§ Stated problem: Give only the number of lines in the items below that contain the string "wooden". Case counts.

§ Data shown:
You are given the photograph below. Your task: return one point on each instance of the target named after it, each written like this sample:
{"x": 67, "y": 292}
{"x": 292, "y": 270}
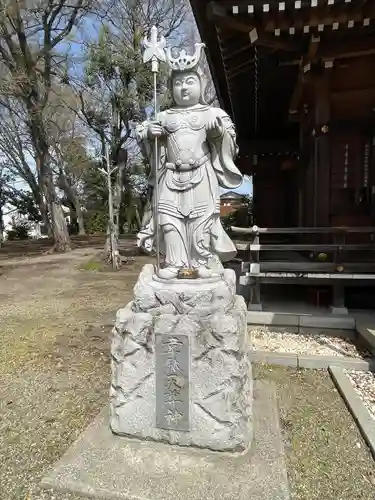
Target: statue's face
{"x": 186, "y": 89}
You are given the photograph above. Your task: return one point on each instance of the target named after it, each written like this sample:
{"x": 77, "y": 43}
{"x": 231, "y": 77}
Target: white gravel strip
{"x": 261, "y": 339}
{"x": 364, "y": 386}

==

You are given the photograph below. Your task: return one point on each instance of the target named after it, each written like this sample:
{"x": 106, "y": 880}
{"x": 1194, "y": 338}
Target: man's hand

--

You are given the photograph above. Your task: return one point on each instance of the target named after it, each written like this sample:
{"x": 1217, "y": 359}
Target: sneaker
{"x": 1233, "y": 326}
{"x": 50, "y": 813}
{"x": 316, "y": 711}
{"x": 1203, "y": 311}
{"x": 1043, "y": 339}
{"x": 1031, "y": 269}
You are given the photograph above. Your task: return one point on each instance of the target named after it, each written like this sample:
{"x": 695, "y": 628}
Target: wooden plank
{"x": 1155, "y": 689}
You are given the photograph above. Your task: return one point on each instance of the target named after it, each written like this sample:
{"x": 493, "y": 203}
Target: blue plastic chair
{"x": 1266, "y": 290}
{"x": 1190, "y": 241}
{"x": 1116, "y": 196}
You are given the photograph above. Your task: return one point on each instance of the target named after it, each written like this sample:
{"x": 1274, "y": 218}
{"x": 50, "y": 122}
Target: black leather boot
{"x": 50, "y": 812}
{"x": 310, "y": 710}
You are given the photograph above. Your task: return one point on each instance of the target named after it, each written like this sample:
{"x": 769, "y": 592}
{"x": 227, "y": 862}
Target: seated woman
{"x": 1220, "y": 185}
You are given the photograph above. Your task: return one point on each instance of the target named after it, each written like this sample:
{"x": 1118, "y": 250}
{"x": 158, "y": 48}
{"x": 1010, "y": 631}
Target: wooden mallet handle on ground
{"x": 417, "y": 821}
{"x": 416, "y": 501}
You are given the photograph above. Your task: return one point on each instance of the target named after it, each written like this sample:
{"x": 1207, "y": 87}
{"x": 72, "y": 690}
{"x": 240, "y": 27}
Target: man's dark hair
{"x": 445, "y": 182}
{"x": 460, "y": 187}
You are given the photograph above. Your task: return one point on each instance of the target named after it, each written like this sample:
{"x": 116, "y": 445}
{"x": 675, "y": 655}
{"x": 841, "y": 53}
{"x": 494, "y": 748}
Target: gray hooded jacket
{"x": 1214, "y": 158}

§ Expected answer: 2